Supplied passage »
In the abnormality identification (ID1) process for the communication cycle i, which is performed at the end of the communication cycle i+1, since the data showing the serial number error for the node 3 get a majority in the gathered error monitor results (621-1 to 624-1), the node 3 is identified as having a serial number error by majority-voted abnormality. Since, in the communication cycle i+1, the nodes 1, 2, 3, and 4 are in charge of the nodes 3, 4, 1, and 2 respectively, only the node 1 determines the error (631-1) and no other nodes do (632-1 to 634-1).

Regarding the abnormality counters, each node has sent the temporary counter values for the node assigned for error monitoring (ID1) in the previous communication cycle. Since no errors have been identified, the temporary counter values and the counter values after the counter synchronization process (641-1 to 644-1) remain the same as the previous cycle. No node-fault flags are turned on yet (651-1 to 654-1).

Set task 1 » Return every line of the entries below that contains the string "waterfront", copying each line in full. Matching is case-sensitive.

Source data »

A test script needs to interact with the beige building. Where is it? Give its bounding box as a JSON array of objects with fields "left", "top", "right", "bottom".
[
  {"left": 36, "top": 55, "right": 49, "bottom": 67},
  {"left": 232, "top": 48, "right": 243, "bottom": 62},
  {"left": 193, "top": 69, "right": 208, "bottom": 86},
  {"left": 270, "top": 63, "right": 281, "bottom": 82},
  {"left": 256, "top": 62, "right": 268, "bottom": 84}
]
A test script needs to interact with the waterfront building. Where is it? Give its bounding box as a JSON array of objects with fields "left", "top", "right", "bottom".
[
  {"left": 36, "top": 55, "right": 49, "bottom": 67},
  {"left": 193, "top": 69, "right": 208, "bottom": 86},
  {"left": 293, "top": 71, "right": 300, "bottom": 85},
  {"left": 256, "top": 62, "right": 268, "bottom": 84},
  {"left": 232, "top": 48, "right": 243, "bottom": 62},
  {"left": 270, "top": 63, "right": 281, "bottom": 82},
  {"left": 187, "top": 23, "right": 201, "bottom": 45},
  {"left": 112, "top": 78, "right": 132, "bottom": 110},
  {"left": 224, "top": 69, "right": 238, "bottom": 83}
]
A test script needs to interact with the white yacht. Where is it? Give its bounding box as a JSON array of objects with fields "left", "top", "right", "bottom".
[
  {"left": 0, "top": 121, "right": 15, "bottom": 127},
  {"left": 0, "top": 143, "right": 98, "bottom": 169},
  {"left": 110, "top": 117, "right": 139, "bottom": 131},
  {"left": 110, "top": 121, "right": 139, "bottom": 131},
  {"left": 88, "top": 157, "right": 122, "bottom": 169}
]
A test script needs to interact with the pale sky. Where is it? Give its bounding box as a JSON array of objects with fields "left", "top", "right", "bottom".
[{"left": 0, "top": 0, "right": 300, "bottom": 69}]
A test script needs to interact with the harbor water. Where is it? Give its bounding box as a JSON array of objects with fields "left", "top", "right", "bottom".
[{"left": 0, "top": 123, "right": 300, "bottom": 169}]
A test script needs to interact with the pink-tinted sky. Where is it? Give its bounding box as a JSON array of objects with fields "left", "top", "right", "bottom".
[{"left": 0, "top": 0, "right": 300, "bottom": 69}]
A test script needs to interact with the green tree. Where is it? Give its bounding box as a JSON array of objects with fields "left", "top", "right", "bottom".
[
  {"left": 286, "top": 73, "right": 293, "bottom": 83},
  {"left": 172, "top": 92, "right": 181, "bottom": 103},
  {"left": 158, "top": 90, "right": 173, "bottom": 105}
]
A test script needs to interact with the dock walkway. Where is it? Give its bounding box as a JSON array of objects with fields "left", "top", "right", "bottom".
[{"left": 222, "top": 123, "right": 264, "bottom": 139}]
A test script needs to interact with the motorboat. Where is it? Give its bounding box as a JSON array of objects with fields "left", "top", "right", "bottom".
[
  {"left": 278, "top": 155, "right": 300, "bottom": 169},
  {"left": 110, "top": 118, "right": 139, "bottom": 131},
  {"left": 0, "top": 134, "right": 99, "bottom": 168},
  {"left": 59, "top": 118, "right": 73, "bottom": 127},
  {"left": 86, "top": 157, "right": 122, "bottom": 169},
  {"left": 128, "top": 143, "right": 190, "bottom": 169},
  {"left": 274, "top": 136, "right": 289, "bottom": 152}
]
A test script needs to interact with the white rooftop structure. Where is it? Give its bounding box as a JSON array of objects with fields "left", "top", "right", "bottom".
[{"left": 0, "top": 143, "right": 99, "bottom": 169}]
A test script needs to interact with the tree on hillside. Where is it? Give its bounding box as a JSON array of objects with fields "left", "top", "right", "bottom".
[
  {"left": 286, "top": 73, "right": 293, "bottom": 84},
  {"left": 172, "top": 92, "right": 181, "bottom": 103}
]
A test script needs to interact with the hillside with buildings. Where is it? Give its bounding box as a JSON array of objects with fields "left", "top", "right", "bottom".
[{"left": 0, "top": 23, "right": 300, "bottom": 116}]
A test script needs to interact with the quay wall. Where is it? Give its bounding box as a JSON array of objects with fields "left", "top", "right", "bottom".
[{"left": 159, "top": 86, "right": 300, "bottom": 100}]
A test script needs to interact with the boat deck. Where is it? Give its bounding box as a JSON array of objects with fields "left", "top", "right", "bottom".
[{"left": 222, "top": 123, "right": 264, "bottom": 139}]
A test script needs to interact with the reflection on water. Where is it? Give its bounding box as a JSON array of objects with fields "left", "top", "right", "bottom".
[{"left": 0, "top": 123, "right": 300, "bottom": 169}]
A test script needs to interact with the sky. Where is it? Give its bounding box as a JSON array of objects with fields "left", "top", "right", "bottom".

Set task 2 » Go on with the passage about node error monitoring and abnormality counters above, starting after its final sentence.

Result 1 »
A test script needs to interact with the waterfront building. Where is it? Give its bounding box as a JSON array of objects with fields "left", "top", "right", "bottom".

Result 2 »
In a communication cycle i+2, as in the communication cycle i+1, the error bits E1 for the node 3 are tuned on in the data sent by the nodes 1, 2, and 4 (601-2, 602-2, 604-2). No error bits are turned on in the data sent by the node 3 (603-2).

In this cycle, the node 4 has had a reception error in the slot 1, and as a result, only the node 4 detects a reception error for the node 1 (614-2) through error monitoring (MON). The nodes 1 to 3 detect no errors (611-2, 612-2, and 613-2).

In the abnormality identification (ID1) process for the communication cycle i+1, which is performed at the end of the communication cycle i+2, the node 3 is identified as having a serial number error by majority-voted abnormality as in the communication cycle i+1. Since, in the communication cycle i+1, the nodes 1, 2, 3, and 4 are in charge of the nodes 2, 3, 4, and 1 respectively, only the node 2 determines the error (632-2) and no other nodes do (631-2, 633-2, 634-2).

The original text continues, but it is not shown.